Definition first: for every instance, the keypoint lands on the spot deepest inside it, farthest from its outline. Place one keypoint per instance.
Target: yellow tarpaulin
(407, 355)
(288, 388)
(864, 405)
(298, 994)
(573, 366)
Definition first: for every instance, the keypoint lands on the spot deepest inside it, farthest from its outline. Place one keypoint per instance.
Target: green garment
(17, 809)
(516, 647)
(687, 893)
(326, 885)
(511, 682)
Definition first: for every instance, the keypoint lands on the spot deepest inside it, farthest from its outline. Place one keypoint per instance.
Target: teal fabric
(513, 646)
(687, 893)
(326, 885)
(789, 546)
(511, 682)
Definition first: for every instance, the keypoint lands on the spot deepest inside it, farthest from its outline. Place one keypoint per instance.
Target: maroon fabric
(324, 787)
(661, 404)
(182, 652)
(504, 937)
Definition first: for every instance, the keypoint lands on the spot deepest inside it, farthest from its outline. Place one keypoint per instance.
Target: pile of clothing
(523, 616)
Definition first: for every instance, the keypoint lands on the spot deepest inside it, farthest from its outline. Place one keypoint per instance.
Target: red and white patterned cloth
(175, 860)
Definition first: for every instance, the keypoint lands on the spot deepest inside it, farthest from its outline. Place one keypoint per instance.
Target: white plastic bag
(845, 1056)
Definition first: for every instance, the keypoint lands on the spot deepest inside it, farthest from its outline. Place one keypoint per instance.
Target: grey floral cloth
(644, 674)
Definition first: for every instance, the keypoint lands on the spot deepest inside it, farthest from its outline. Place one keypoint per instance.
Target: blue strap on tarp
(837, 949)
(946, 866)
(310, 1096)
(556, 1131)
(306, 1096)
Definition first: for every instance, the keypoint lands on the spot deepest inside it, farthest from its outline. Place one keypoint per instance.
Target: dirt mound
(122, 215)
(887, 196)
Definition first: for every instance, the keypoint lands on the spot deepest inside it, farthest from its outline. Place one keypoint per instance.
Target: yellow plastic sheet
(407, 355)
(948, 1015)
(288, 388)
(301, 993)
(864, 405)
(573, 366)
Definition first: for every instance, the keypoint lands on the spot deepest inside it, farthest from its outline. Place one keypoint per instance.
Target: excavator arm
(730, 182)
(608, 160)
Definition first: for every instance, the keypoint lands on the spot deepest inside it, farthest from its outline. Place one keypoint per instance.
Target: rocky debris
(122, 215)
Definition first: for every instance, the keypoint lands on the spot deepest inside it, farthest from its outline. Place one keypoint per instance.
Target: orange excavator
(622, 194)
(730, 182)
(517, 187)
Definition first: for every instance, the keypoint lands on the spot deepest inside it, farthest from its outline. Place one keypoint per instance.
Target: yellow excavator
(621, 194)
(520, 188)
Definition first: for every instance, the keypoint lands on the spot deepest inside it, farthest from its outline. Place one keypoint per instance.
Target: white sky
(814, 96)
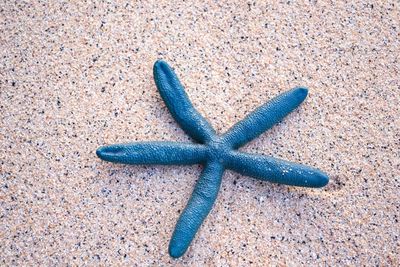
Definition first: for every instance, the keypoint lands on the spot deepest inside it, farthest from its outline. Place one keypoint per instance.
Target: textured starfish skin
(215, 152)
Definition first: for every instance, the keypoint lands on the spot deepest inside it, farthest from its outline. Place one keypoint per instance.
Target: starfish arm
(179, 105)
(264, 117)
(276, 170)
(197, 209)
(168, 153)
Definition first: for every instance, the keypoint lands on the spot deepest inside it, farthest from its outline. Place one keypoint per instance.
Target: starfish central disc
(214, 152)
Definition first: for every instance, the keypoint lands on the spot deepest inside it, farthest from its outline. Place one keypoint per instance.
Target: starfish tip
(302, 92)
(321, 179)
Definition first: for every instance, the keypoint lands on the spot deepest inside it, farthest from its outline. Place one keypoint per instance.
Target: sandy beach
(74, 77)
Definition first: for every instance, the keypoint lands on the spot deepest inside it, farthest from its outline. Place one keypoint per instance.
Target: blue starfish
(215, 152)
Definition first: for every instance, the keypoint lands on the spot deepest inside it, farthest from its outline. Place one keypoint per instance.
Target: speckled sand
(77, 76)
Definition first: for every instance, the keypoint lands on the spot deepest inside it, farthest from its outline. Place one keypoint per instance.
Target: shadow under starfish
(215, 152)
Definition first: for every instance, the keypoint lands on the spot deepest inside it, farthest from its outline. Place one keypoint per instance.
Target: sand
(74, 77)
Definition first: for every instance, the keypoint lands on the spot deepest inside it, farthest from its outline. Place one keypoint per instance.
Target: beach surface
(74, 77)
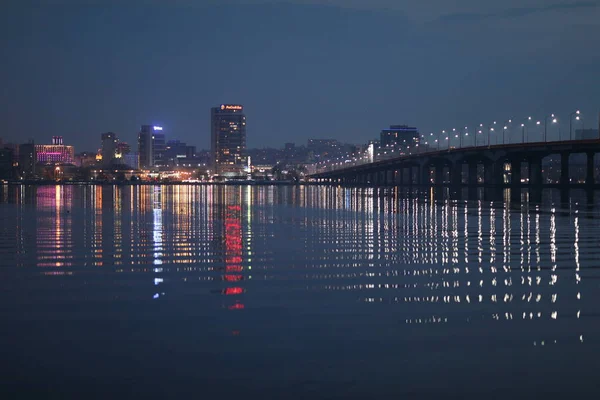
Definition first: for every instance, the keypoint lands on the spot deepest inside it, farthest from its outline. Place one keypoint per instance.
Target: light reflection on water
(452, 268)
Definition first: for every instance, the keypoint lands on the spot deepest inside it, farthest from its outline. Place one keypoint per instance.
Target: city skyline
(348, 72)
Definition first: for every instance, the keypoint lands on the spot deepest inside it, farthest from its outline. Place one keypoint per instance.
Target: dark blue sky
(302, 69)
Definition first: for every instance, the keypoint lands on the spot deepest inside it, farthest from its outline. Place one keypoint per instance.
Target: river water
(294, 292)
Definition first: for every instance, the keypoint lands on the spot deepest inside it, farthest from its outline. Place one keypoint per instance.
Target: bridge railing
(399, 153)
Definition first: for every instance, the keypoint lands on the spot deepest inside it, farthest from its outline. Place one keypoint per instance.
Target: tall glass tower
(228, 140)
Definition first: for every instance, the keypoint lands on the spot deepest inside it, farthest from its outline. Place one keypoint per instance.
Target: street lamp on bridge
(554, 120)
(506, 123)
(490, 130)
(571, 123)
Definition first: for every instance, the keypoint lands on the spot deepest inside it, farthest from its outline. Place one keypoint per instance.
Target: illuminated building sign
(48, 153)
(231, 107)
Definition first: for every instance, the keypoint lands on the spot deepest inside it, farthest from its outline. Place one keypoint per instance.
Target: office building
(400, 135)
(123, 149)
(151, 146)
(85, 159)
(178, 153)
(55, 153)
(131, 159)
(109, 147)
(6, 163)
(228, 140)
(27, 160)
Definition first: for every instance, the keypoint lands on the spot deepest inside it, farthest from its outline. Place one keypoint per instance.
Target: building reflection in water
(435, 260)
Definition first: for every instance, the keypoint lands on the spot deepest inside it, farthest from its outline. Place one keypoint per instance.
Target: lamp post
(455, 135)
(523, 129)
(506, 123)
(443, 134)
(571, 123)
(490, 130)
(546, 125)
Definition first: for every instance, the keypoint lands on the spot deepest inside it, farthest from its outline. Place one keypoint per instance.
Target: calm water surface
(294, 292)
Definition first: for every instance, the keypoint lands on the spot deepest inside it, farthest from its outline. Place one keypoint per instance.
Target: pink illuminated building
(55, 152)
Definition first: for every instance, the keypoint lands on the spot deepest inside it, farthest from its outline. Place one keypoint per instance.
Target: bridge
(502, 165)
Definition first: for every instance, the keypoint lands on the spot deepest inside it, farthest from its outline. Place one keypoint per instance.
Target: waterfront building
(228, 140)
(55, 153)
(27, 160)
(151, 146)
(6, 163)
(109, 147)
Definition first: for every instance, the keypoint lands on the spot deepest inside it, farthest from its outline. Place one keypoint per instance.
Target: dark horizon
(300, 70)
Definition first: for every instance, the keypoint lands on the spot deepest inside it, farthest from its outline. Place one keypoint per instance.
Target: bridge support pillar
(439, 174)
(456, 174)
(390, 176)
(400, 176)
(589, 170)
(473, 174)
(515, 173)
(494, 173)
(535, 172)
(564, 169)
(426, 175)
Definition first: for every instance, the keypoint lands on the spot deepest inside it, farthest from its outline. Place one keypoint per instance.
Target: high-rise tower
(228, 139)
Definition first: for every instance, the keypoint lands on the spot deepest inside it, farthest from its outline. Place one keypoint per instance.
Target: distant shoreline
(102, 183)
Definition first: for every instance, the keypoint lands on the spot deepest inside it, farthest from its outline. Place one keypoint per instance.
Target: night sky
(302, 69)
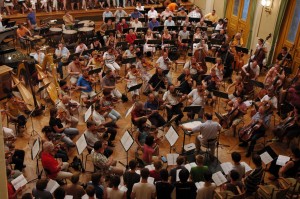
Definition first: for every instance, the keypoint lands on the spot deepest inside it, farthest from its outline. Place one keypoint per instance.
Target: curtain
(252, 16)
(283, 6)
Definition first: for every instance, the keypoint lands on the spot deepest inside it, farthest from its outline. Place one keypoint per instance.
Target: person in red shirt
(130, 37)
(53, 167)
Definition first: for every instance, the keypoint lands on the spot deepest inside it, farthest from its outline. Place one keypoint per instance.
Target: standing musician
(197, 97)
(109, 82)
(164, 63)
(185, 82)
(258, 126)
(284, 56)
(70, 109)
(132, 80)
(153, 104)
(173, 102)
(110, 60)
(85, 83)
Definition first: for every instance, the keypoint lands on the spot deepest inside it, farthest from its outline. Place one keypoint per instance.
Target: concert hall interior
(149, 99)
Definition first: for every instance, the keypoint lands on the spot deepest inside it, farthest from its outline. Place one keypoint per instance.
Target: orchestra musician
(173, 102)
(85, 83)
(259, 124)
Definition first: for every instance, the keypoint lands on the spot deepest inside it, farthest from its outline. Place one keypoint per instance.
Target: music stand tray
(135, 87)
(257, 83)
(195, 109)
(220, 94)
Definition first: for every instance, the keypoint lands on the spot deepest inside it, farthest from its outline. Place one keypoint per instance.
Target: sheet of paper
(18, 182)
(171, 158)
(219, 178)
(52, 186)
(129, 110)
(282, 159)
(266, 158)
(172, 136)
(35, 148)
(247, 167)
(81, 144)
(88, 114)
(127, 140)
(199, 185)
(226, 167)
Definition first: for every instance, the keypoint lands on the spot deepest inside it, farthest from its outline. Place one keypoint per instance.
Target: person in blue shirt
(84, 83)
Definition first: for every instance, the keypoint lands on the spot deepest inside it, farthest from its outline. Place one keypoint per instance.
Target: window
(245, 9)
(236, 7)
(295, 23)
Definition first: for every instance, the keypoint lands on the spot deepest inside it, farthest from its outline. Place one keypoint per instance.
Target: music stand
(192, 19)
(113, 19)
(127, 142)
(172, 137)
(257, 83)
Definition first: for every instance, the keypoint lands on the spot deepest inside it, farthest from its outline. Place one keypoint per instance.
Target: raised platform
(93, 14)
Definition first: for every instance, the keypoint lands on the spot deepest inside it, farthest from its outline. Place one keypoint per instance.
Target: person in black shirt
(164, 188)
(185, 189)
(186, 82)
(57, 127)
(131, 177)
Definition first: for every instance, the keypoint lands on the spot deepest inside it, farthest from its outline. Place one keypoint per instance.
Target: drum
(87, 23)
(70, 36)
(55, 31)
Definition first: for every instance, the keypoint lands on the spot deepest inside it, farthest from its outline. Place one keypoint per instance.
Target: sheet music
(127, 141)
(88, 114)
(129, 110)
(266, 158)
(81, 144)
(192, 124)
(219, 178)
(18, 182)
(172, 136)
(52, 186)
(247, 167)
(282, 159)
(199, 184)
(35, 149)
(171, 158)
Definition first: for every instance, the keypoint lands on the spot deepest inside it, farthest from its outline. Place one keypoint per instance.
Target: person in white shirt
(143, 189)
(152, 13)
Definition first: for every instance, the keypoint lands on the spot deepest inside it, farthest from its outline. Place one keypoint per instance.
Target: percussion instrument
(87, 23)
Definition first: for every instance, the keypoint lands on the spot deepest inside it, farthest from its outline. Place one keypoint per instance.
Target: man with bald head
(70, 108)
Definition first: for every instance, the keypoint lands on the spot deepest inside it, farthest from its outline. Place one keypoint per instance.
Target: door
(238, 15)
(290, 33)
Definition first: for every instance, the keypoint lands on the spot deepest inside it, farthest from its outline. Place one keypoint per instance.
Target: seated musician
(210, 83)
(61, 52)
(157, 82)
(109, 82)
(173, 102)
(14, 110)
(136, 24)
(110, 60)
(183, 34)
(22, 33)
(74, 70)
(254, 70)
(108, 102)
(185, 82)
(197, 97)
(153, 104)
(68, 20)
(70, 108)
(284, 54)
(164, 63)
(85, 83)
(259, 124)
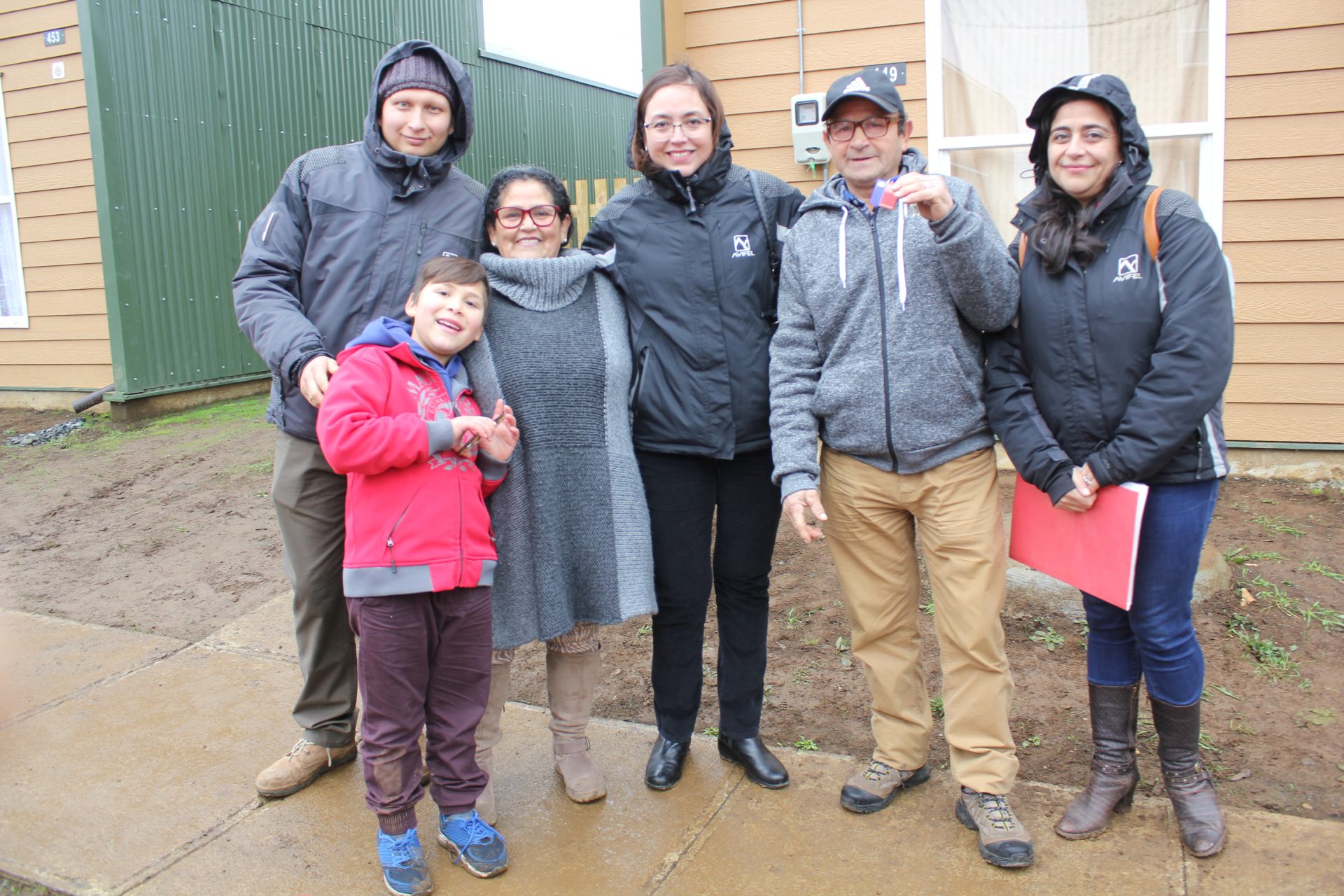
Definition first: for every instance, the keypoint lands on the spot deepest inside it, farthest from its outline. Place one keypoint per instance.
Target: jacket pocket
(638, 381)
(933, 400)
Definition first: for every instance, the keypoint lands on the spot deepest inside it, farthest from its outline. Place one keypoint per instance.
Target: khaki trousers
(872, 532)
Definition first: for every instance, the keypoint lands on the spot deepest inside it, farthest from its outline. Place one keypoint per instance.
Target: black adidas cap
(869, 85)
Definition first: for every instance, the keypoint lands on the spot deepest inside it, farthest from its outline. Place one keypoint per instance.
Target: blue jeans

........

INSTRUCTION =>
Pick out each line of the records above that contains the word "surface", and copy those lines unchanged in their original order.

WRITTEN ANSWER =>
Target: beach surface
Target: calm water surface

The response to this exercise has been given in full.